What you hand back must match the listing exactly.

=== Section Start ===

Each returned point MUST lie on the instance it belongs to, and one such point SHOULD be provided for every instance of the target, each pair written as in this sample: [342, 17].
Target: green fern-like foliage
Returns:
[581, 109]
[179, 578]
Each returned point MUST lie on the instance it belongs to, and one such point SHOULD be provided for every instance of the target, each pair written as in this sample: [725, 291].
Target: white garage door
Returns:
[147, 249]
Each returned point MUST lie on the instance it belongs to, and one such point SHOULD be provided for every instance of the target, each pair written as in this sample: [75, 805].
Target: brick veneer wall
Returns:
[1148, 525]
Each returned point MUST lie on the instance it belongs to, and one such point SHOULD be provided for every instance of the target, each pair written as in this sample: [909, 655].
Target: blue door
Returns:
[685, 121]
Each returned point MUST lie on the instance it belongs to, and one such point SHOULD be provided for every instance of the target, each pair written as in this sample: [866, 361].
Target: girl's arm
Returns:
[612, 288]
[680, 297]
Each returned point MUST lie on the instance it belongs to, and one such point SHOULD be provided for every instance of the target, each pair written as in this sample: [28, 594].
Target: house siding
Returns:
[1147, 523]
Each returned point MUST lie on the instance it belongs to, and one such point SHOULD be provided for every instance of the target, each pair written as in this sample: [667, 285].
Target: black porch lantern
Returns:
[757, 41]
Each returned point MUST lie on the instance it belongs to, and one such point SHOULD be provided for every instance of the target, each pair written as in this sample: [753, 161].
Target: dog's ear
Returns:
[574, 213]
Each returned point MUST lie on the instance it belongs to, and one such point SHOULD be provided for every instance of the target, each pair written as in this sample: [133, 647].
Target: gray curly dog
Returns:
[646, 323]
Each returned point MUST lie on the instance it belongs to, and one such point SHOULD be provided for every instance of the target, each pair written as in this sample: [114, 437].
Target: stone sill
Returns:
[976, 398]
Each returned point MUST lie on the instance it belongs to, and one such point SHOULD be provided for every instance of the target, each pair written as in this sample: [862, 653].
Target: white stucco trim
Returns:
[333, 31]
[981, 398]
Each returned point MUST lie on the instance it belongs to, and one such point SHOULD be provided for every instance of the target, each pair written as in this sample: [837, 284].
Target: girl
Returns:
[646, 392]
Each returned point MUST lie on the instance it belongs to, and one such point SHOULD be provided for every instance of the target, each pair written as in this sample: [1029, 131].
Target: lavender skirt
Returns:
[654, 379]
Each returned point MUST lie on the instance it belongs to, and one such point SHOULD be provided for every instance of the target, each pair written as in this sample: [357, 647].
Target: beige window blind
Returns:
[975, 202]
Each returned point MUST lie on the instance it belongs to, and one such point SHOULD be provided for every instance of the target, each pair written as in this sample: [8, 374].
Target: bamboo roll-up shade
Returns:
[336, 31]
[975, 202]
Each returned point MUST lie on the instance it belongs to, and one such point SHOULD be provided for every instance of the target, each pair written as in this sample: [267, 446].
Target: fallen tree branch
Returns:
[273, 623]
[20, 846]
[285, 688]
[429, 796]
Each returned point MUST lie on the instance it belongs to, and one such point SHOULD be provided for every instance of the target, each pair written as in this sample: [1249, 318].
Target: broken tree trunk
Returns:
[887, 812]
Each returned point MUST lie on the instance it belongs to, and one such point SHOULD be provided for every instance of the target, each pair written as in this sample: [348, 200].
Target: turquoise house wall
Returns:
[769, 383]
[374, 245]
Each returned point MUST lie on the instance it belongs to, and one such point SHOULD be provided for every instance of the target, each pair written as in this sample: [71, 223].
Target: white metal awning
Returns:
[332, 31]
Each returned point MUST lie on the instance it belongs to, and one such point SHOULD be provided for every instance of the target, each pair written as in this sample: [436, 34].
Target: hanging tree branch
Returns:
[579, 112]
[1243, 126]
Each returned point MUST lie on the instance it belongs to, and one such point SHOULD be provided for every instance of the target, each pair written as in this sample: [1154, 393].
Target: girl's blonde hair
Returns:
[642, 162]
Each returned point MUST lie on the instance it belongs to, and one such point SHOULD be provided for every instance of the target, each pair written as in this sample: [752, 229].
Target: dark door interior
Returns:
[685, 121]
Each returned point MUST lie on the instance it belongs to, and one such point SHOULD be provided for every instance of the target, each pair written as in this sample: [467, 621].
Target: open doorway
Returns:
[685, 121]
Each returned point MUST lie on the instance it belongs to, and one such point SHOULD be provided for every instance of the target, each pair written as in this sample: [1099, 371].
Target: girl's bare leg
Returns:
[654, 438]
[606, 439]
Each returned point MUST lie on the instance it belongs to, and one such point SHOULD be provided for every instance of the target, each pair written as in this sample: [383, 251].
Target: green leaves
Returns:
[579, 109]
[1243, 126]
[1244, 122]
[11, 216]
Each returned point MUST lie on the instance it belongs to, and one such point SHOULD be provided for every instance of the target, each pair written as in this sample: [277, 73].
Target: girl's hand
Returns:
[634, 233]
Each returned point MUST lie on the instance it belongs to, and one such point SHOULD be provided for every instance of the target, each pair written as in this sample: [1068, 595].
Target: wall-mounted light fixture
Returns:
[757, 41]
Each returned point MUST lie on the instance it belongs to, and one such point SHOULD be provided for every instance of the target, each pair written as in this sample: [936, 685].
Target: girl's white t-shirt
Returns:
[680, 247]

=== Section End ===

- Solution for this task -
Each returned point MUST lie on the instance it belongs to, and one such point SHOULD be provided for every instance of the target, each pair written as in this sample: [342, 17].
Target: green fern-like foliage
Returns:
[581, 109]
[179, 578]
Each returned point MUST lie on the instance it belongs to, and one such point SHOULD be provided for every instance of the target, each pair written as in this sample: [725, 291].
Target: white garage door
Returns:
[147, 249]
Each returned point MUST lie on the instance it belongs to, and one such point SHOULD be provided for every instance of the target, each pair written as in this sample: [75, 805].
Target: brick veneer wall
Returns:
[1148, 525]
Each returned point MUST lie on the instance it belongs to, and one such point SHOULD be provided for every instance of the target, each pair written as in this sample: [909, 655].
Target: blue door
Returns:
[685, 121]
Each returned point MUST lie on the instance it belongs to, and one such point SHOULD be provided for every instance of the target, each pair written as in this sample: [866, 361].
Target: girl's arm
Returns:
[612, 288]
[680, 297]
Each returned point MUST lie on the instance it belongs to, and one such point SHOULD be provided for every instance of the target, each pair written as in this sample: [28, 594].
Target: house siding
Returns:
[1147, 523]
Each returned point MUST lie on the instance it belongs to, and one such point SHOULD be provided for every instance of the target, each pair written as in this sample: [667, 285].
Target: black porch lantern
Returns:
[757, 41]
Each returned point MUST lie on the instance it belongs to, and one such point SHOULD be provided for every instance of the target, each pair written as in this sample: [753, 161].
Target: dog's ear
Returns:
[574, 213]
Each returned point MUST lie on the instance it belongs to, and one such point SHOULD be provided for every instance of the target, each pair written as in this sample: [133, 647].
Target: gray curly dog
Returns:
[646, 323]
Each returned point MUST lie on the instance it belongs to, and one such point SHOULD be provided for every instance of the target, each pair written as in this sample: [114, 437].
Target: stone sill
Returns:
[976, 398]
Each returned point MUST lie on the instance it belongs to, and one such point SHOULD be provided for every instance of the target, each pair written as in this sample: [862, 653].
Target: white stucco trim
Returns:
[333, 31]
[981, 398]
Each returned point MUST lie on the instance it belongs to, and one such point SHOULD be provided for every instance of the target, each pair written as in this sample: [837, 284].
Target: girl
Returns:
[646, 392]
Each returned point MUST lie on the instance it belongs to, and one such point SHOULD be provided for every instance of the target, each pair written as in this sample: [1029, 131].
Target: lavender skirt
Returns:
[654, 379]
Each returned point MUST lie on the instance it belongs to, and one such point SHOULD be provided for every instance of the target, each pair written as in this sample: [357, 647].
Target: beige window blind
Returns:
[975, 202]
Each returned point MUST lie on the instance it belongs to, and one such point SHOULD be provided for every instance of the target, each pair written as in this sample: [8, 374].
Target: bamboo roll-up shade
Returns:
[336, 31]
[975, 202]
Each returned point MUST lie on the instance it belongs to, and one such point SHOULD be provided for every instance of the target, each pair written as in this sample: [267, 446].
Target: fallen tree branch
Returns:
[273, 623]
[20, 846]
[285, 688]
[429, 796]
Each returned point MUST lie on the instance it belongs to, and one such point SHOULD be provided for every instance of the target, each pair written as in this sample: [1249, 318].
Target: broken tree trunk
Returns:
[887, 812]
Each returned point MUST lie on the instance it belongs to, and one such point SHOULD be provided for every instance of the target, each pair written as in this sample: [348, 200].
Target: turquoise house wall
Returns:
[769, 383]
[374, 245]
Each returned point MUST lie on the instance it belongs to, and one such point SHOULD be provided for every instance of the target, each pair written as in this sample: [71, 223].
Target: white metal awning
Returns:
[332, 31]
Each returned point MUST lie on the instance it belongs to, and one such point SHOULD be provided for every instance of the target, each pair written as in this sample: [436, 34].
Target: hanging tree branch
Returns:
[579, 112]
[1243, 126]
Each returned point MUST lie on the instance it belongs to, and one such point SHOULD be provided for every instance of the target, each pair written as in this sample: [1154, 393].
Target: girl's blonde hair
Returns:
[642, 162]
Each returned point MUST lie on the instance it belongs to, and one such point SHOULD be provided for every instance of the target, each pair written as in this sample: [752, 229].
Target: dark door interior
Returns:
[685, 121]
Each returned point MUST lie on the instance it belongs to, and one such point SHOULD be provided for every instance of the target, each pair written as in this sample: [467, 621].
Target: open doorway
Returns:
[685, 121]
Each returned point MUST lie on the instance it belongs to, and one such point SHOULD be provided for every instance of the target, each pair written as in this sample: [1099, 371].
Target: girl's bare leg
Returns:
[654, 438]
[606, 439]
Each returned point MUST lie on the instance it belongs to, and one such point SHOULD be provided for every instance of the target, each pair written as in this sample: [383, 251].
Target: green leaves
Returns:
[579, 109]
[1243, 126]
[1244, 122]
[11, 216]
Each returned point MUST lie on the instance it belongs to, and one such point SHOULD be provided for every instance of the target, each pair written as in this sample: [277, 73].
Target: girl's hand
Returns:
[634, 233]
Each returned point MUST lie on the instance it belongs to, and one such point SHOULD be provided for every instance of the target, each pair written as in this sample: [1068, 595].
Target: wall-mounted light fixture
Returns:
[757, 41]
Each returned point MUST lie on the instance it belongs to, and one such point SHOULD be provided for every instance of the target, each pair written as in this sample: [936, 685].
Target: girl's white t-shirt
Returns:
[680, 247]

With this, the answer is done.